Copy the data from the line that contains "For the benchmark, point out every instance of the cabinet" to its last line, exactly, including both of those lines and leaving out everything before.

Source data:

>>>

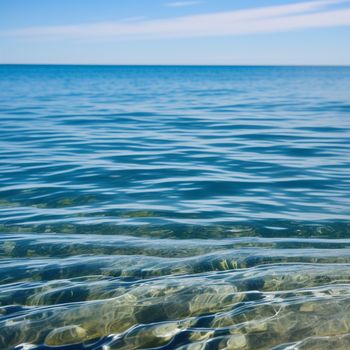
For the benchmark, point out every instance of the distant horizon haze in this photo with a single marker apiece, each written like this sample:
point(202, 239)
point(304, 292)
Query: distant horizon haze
point(167, 32)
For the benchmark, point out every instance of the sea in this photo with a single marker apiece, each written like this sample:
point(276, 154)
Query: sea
point(174, 207)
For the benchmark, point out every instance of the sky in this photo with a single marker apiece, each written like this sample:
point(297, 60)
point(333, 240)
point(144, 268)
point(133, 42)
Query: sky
point(203, 32)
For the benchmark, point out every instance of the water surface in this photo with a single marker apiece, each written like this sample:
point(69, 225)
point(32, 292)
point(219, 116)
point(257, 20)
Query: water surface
point(174, 207)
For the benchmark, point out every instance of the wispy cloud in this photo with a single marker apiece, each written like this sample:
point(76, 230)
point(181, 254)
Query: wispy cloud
point(310, 14)
point(182, 3)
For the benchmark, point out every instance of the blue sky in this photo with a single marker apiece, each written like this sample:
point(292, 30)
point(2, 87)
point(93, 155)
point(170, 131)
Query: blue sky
point(175, 31)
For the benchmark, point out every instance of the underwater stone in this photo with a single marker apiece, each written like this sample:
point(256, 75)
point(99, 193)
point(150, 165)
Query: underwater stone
point(237, 341)
point(66, 335)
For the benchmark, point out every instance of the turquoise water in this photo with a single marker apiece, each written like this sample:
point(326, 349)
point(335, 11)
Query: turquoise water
point(174, 207)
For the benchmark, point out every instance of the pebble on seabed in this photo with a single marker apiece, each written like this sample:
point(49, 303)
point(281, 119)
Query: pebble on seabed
point(237, 341)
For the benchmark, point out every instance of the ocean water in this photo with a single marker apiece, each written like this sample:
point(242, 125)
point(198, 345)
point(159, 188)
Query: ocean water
point(182, 208)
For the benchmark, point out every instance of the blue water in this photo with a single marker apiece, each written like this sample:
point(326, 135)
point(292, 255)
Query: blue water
point(118, 180)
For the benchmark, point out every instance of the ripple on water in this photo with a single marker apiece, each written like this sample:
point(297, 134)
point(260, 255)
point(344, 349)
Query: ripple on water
point(174, 208)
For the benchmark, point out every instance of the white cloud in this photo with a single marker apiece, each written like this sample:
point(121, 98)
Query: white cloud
point(310, 14)
point(182, 3)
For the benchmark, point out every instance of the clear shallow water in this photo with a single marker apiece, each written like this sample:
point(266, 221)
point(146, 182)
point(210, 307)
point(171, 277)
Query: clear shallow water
point(174, 207)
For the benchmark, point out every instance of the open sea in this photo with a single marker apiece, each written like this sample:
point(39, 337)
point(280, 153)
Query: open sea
point(188, 208)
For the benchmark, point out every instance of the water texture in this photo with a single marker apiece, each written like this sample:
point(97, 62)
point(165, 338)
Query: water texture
point(184, 208)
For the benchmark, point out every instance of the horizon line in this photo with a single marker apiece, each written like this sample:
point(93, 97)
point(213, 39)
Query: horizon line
point(176, 65)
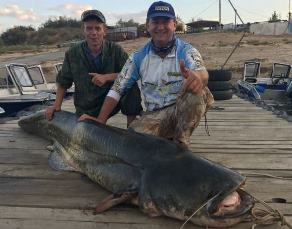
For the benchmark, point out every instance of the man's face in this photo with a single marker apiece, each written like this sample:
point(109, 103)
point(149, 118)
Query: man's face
point(94, 33)
point(161, 30)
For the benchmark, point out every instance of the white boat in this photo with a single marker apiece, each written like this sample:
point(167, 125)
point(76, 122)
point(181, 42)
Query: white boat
point(18, 93)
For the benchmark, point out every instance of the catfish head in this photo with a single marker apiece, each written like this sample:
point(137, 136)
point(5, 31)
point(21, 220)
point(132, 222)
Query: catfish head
point(190, 184)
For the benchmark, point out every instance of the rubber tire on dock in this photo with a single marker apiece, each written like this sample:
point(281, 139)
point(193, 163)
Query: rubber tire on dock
point(219, 75)
point(219, 85)
point(222, 95)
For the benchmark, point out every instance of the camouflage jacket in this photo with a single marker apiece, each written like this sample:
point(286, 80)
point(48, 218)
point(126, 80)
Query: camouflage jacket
point(88, 98)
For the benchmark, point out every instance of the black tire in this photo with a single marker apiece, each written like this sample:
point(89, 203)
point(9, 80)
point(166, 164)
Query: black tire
point(222, 95)
point(219, 85)
point(220, 75)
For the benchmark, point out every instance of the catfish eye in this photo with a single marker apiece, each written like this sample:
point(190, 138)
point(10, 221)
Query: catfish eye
point(189, 212)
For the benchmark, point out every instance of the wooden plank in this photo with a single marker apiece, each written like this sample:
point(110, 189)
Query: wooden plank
point(248, 161)
point(70, 218)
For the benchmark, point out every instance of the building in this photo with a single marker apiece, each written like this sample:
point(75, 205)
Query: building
point(199, 26)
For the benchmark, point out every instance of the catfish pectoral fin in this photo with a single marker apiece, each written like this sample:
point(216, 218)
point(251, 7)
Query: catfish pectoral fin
point(114, 199)
point(56, 162)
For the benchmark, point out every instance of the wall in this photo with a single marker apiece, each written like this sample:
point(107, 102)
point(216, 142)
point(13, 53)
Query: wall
point(275, 28)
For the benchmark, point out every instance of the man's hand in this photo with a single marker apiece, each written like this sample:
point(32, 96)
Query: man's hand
point(194, 79)
point(49, 113)
point(89, 117)
point(98, 79)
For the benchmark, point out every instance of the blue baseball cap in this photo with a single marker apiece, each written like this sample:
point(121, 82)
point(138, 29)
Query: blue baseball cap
point(161, 9)
point(92, 14)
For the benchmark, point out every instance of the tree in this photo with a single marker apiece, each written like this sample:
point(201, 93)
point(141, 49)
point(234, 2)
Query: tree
point(128, 23)
point(275, 17)
point(61, 22)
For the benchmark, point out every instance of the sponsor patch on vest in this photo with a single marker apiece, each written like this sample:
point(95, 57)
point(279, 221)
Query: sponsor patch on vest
point(161, 8)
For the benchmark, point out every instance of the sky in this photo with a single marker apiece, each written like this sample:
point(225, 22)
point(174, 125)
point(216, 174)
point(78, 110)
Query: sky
point(36, 12)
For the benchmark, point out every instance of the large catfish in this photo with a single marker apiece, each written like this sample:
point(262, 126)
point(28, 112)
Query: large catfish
point(160, 176)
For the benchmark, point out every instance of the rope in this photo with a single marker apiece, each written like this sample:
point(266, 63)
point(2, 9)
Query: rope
point(265, 175)
point(267, 216)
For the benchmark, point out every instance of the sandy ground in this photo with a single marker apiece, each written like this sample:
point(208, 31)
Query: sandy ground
point(215, 49)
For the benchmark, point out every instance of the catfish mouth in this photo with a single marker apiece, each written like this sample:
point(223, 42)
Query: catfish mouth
point(237, 204)
point(226, 210)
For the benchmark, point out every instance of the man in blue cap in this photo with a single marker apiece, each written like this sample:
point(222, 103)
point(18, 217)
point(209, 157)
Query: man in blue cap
point(173, 81)
point(92, 65)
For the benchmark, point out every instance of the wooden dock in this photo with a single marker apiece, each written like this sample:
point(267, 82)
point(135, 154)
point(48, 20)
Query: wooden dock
point(243, 137)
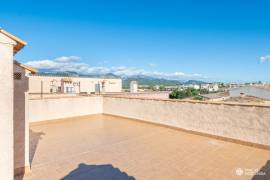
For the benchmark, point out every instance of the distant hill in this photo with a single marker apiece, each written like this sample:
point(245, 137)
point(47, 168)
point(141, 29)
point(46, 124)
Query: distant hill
point(194, 82)
point(150, 81)
point(142, 80)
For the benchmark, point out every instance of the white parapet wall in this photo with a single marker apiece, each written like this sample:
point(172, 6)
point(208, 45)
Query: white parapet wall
point(247, 123)
point(63, 107)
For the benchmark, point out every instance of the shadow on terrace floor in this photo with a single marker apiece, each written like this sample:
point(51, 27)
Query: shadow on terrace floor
point(263, 173)
point(97, 172)
point(34, 139)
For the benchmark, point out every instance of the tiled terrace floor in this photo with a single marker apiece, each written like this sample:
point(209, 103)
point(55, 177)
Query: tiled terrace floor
point(100, 147)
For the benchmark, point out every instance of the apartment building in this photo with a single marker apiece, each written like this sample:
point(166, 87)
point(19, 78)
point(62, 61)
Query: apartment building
point(72, 85)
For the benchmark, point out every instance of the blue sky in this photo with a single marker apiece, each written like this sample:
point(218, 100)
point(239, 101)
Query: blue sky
point(211, 40)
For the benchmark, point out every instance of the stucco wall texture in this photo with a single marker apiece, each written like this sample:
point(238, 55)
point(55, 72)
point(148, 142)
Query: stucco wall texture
point(240, 122)
point(55, 108)
point(6, 107)
point(247, 123)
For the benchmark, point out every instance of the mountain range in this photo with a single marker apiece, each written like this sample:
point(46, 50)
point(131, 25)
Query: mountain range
point(142, 80)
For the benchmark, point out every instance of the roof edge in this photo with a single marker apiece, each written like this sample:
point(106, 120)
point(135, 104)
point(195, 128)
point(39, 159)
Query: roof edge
point(19, 42)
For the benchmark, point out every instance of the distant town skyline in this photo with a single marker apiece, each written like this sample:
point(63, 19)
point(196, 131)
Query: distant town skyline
point(203, 40)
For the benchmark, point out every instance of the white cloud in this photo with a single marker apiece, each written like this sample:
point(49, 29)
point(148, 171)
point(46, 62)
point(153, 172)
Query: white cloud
point(265, 58)
point(67, 59)
point(152, 65)
point(71, 63)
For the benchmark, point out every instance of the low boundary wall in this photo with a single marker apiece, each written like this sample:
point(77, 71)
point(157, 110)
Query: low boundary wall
point(246, 123)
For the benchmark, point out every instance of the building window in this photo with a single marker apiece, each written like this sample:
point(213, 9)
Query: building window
point(17, 76)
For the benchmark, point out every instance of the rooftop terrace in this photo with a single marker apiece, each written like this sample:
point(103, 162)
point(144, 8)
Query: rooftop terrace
point(109, 147)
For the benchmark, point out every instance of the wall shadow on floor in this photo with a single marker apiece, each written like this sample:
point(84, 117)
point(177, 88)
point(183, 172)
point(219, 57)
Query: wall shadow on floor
point(97, 172)
point(34, 137)
point(263, 173)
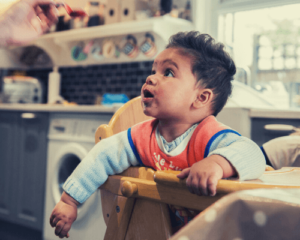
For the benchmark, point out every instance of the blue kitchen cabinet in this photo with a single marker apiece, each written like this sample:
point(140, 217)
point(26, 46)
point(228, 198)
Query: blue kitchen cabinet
point(8, 131)
point(23, 154)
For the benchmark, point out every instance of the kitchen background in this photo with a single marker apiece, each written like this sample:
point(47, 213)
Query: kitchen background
point(47, 125)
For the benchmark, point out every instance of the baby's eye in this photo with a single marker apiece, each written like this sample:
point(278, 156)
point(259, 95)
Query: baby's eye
point(169, 73)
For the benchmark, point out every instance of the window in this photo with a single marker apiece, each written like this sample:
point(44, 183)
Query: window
point(266, 42)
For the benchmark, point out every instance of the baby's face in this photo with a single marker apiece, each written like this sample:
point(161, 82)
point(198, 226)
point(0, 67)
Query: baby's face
point(171, 88)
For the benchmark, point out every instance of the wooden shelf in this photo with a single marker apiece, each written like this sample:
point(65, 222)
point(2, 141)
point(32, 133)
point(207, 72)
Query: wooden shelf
point(58, 44)
point(163, 26)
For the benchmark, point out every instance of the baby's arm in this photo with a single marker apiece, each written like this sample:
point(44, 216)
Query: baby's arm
point(110, 156)
point(229, 155)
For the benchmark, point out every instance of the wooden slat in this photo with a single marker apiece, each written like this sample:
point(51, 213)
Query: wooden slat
point(178, 194)
point(161, 193)
point(149, 220)
point(119, 218)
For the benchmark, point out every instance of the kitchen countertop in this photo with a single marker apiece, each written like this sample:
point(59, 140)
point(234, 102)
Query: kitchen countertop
point(59, 108)
point(253, 113)
point(275, 113)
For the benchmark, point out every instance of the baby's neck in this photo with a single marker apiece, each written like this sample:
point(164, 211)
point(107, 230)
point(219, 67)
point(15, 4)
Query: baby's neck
point(172, 130)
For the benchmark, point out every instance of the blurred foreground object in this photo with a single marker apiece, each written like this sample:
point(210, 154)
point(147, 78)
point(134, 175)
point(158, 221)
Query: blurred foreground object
point(25, 21)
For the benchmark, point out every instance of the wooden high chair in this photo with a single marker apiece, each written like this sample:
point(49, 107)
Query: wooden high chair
point(135, 203)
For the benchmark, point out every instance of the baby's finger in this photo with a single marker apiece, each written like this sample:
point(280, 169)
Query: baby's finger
point(55, 221)
point(184, 173)
point(212, 185)
point(189, 184)
point(52, 217)
point(203, 186)
point(64, 231)
point(58, 228)
point(52, 14)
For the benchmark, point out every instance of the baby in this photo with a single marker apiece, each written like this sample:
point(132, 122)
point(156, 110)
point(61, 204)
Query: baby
point(189, 85)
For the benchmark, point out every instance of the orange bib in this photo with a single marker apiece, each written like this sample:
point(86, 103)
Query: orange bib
point(143, 143)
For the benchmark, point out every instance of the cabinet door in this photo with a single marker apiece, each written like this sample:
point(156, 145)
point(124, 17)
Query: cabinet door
point(8, 122)
point(31, 169)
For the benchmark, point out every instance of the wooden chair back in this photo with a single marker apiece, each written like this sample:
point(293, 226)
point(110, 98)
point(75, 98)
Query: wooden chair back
point(134, 203)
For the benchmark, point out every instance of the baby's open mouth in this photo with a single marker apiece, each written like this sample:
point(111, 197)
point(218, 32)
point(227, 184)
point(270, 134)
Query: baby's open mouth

<<<

Exercise result ->
For the benchmark, point out every instance of the cabinet door in this photo with a single marker apiece, each written like this sample:
point(156, 145)
point(124, 17)
Query: cabinet door
point(8, 122)
point(31, 169)
For the benchmark, point out every instance of the wooden chair back in this photo with a single marker apiece, each written like this sample:
point(293, 226)
point(110, 98)
point(75, 98)
Query: wooden chair back
point(134, 203)
For the benchmark, point out every instance of the baby's open mouth in this photo with a single marker apiece, each written like this sample:
point(111, 197)
point(218, 32)
point(227, 184)
point(270, 134)
Query: baby's open mouth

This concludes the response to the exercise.